[BEGIN DATA FOR PROCESSING]

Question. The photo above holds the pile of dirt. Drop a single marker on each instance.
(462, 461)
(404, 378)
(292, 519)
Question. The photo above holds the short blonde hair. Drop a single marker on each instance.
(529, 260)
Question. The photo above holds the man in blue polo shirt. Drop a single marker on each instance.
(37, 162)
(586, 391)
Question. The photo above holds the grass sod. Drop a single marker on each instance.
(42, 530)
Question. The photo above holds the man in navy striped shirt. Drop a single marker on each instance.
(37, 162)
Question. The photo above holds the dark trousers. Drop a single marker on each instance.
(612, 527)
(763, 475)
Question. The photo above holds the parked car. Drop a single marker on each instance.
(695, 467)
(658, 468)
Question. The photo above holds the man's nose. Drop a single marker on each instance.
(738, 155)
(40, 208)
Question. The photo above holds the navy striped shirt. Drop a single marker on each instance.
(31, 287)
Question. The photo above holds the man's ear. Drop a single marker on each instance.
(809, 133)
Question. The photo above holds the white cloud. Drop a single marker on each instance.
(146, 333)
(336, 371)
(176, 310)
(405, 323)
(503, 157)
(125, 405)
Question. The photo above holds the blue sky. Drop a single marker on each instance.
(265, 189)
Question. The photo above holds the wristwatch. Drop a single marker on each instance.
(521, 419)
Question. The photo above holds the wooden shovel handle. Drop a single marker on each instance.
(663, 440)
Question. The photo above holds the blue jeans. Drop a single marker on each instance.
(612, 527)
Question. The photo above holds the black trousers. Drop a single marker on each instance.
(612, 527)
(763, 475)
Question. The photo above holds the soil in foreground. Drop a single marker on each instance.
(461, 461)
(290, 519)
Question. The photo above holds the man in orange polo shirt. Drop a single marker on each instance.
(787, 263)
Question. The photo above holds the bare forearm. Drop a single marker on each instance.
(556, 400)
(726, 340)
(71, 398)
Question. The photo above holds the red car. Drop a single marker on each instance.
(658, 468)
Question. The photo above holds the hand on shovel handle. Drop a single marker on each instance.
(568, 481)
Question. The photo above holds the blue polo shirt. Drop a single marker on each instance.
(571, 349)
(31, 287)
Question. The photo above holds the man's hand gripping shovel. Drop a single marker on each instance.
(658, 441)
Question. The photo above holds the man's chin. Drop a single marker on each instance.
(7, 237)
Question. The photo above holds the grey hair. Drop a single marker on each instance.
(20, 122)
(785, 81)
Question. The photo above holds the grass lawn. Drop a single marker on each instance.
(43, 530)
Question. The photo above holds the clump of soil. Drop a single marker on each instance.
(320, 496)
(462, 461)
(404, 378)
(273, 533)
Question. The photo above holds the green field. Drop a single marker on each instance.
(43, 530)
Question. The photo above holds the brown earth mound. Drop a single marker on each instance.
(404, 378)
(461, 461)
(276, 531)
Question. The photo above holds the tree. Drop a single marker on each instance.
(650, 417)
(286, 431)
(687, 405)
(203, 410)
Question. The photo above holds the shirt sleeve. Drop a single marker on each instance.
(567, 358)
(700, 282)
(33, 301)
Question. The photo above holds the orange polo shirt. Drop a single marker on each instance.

[END DATA FOR PROCESSING]

- _WHAT THE TASK ASKS_
Please write out all the records again, changing every "Drop a single marker" to "Place one point" and leaving everything else the same.

- _ANSWER IN FULL_
Question. The photo above holds the pile of dirt. Place one point on each instance.
(462, 461)
(404, 378)
(292, 519)
Question. The photo above holds the short blonde hair. Place one point on each instance.
(529, 260)
Question. The photo above holds the man in blue polo shirt. Place one point on each instance.
(37, 162)
(586, 391)
Question. The photo above holds the grass sod. Place one point on each instance.
(42, 530)
Question. The photo above holds the man in navy striped shirt. Place one point on each instance.
(37, 162)
Question. The photo above holds the dark trousers. Place one point on each instance.
(612, 527)
(763, 475)
Question. The photo above holds the parked car. Place one point on each instance.
(695, 467)
(658, 468)
Question. The photo above holds the man's nose. Place one point on each instance.
(738, 155)
(40, 208)
Question. The photo above holds the navy striped shirt. Place one point on each instance.
(31, 287)
Question. The photo above holds the man's ear. Place one point on each instance.
(809, 133)
Question. The photo above holds the white cloud. Place one point on each instance.
(146, 333)
(336, 371)
(176, 310)
(405, 323)
(503, 157)
(125, 405)
Question. The photo above holds the blue sky. Place one point on each instance.
(265, 189)
Question. The photo above holds the wristwatch. Place one point on each instance.
(521, 419)
Question. The photo above holds the wooden shovel handle. Place one point on each instance.
(663, 440)
Question. The photo above holds the blue jeans. Place one point on each instance.
(612, 527)
Question. The photo above holds the black trousers. Place one point on each instance.
(612, 527)
(763, 475)
Question. The photo above holds the soil in foreground. Place one point on each instance.
(461, 461)
(290, 519)
Question. The photo above holds the man in orange polo shirt. Place one point on each instance.
(787, 263)
Question. The photo above holds the bare forearm. Place one point on each instance.
(556, 400)
(726, 340)
(71, 398)
Question. The photo above holds the red car. Place one point on each instance.
(658, 468)
Question. The photo above holds the hand on shovel handle. Place one point on each instance.
(568, 481)
Question. The photo above holds the blue polo shirt. Place one point on each instance.
(571, 349)
(31, 287)
Question. The photo above holds the man's hand gripping shovel. Place one point on each instance.
(658, 441)
Question. The photo above holds the man's chin. Place one point on each instance.
(7, 237)
Question. The photo above holds the grey hair. Place one point on each instance.
(20, 122)
(785, 81)
Question. The photo above holds the grass lawn. Place one point on each instance.
(43, 530)
Question. The photo above holds the clump of soil. Place one point on each instance.
(320, 496)
(462, 461)
(404, 378)
(273, 533)
Question. The photo above holds the green field. Place one point on each instance.
(43, 530)
Question. The photo above holds the brown earth mound. Place one point on each instance.
(404, 378)
(461, 461)
(276, 531)
Question. The photo above holds the tree. Place one point on each instance.
(650, 417)
(286, 431)
(687, 405)
(203, 410)
Question. The photo above holds the shirt sleeve. Place one point on each instance.
(567, 358)
(700, 282)
(33, 301)
Question. The photo above holds the orange polo shirt. Place one point on each instance.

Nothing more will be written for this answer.